_Work required_:
When copying the listing below, skip every picture and keep each word as it stands.

--- Dataset records Enclosed Below ---

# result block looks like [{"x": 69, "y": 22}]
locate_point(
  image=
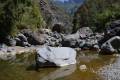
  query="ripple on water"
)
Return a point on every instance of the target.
[{"x": 23, "y": 68}]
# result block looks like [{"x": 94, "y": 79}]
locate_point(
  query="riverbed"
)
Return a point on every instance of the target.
[{"x": 23, "y": 68}]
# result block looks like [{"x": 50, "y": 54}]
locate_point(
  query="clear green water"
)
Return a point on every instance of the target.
[{"x": 23, "y": 68}]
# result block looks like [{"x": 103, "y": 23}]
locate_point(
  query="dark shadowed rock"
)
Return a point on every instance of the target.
[
  {"x": 113, "y": 29},
  {"x": 112, "y": 45}
]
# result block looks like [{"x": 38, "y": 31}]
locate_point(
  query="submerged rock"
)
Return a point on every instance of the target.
[{"x": 60, "y": 56}]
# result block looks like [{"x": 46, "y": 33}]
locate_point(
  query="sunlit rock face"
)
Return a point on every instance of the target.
[{"x": 60, "y": 56}]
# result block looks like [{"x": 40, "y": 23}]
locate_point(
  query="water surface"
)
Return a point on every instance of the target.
[{"x": 23, "y": 68}]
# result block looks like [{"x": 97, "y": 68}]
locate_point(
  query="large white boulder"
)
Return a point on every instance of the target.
[{"x": 60, "y": 56}]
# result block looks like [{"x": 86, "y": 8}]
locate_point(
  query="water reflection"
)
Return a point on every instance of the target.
[{"x": 61, "y": 72}]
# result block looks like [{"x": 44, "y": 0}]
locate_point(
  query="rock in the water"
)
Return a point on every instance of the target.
[
  {"x": 83, "y": 67},
  {"x": 112, "y": 45},
  {"x": 85, "y": 32},
  {"x": 60, "y": 56},
  {"x": 70, "y": 40},
  {"x": 113, "y": 29}
]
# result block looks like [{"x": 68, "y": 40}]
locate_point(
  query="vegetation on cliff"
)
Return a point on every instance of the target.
[
  {"x": 96, "y": 14},
  {"x": 19, "y": 14}
]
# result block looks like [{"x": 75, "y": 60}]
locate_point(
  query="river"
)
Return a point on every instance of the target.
[{"x": 23, "y": 68}]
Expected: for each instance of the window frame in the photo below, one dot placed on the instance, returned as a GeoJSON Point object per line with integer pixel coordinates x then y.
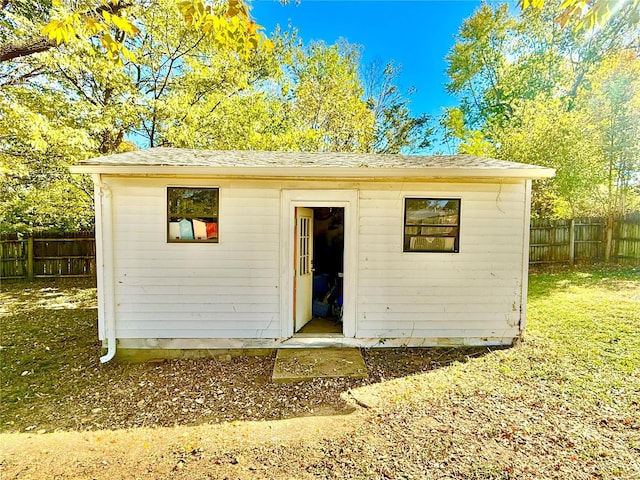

--- End of Enclosed Dataset records ---

_Final answer_:
# result block looks like [{"x": 69, "y": 22}]
locate_point(
  image=
  query="ripple on water"
)
Return a point on every instance of the target.
[{"x": 23, "y": 68}]
# result block looks like [{"x": 94, "y": 79}]
locate_point(
  query="riverbed"
)
Return a point on every instance of the target.
[{"x": 23, "y": 68}]
# result block looks like [{"x": 50, "y": 54}]
locate_point(
  query="clear green water"
)
Return a point on every instance of the target.
[{"x": 23, "y": 68}]
# result block looks like [{"x": 103, "y": 23}]
locate_point(
  query="dark shadowed rock"
)
Return a point on every instance of the target.
[
  {"x": 113, "y": 29},
  {"x": 112, "y": 45}
]
# result block looks like [{"x": 38, "y": 31}]
locate_point(
  query="submerged rock"
)
Return a point on every instance of the target.
[{"x": 60, "y": 56}]
# result block looks like [{"x": 46, "y": 33}]
locate_point(
  query="sunlit rock face"
)
Return a point on every instance of the target.
[{"x": 60, "y": 56}]
# result block looks like [{"x": 40, "y": 23}]
locate_point(
  query="water surface"
)
Return a point on every instance of the target.
[{"x": 23, "y": 68}]
# result block looks like [{"x": 97, "y": 68}]
locate_point(
  query="large white boulder"
)
Return a point on every instance of the target.
[{"x": 60, "y": 56}]
# result block looks like [{"x": 86, "y": 8}]
locate_point(
  query="water reflection"
)
Return a point on every instance of the target.
[{"x": 61, "y": 72}]
# result block looks like [{"x": 44, "y": 0}]
locate_point(
  query="rock in the water"
)
Return a point on every instance of the target.
[
  {"x": 83, "y": 67},
  {"x": 112, "y": 45},
  {"x": 85, "y": 32},
  {"x": 60, "y": 56},
  {"x": 70, "y": 40},
  {"x": 113, "y": 29}
]
# result block looks like [{"x": 68, "y": 40}]
locate_point(
  query="vegetation on cliff"
)
Return a point on every instance of the target.
[
  {"x": 96, "y": 14},
  {"x": 19, "y": 14}
]
# result block looks like [{"x": 75, "y": 60}]
locate_point(
  query="river"
)
Return a point on every instance of the target.
[{"x": 23, "y": 68}]
Expected: for each instance of the window frame in the photo below, one dot placed on the instance, returned as a GeoJSON Point object per line with integer pixel coordinates x then y.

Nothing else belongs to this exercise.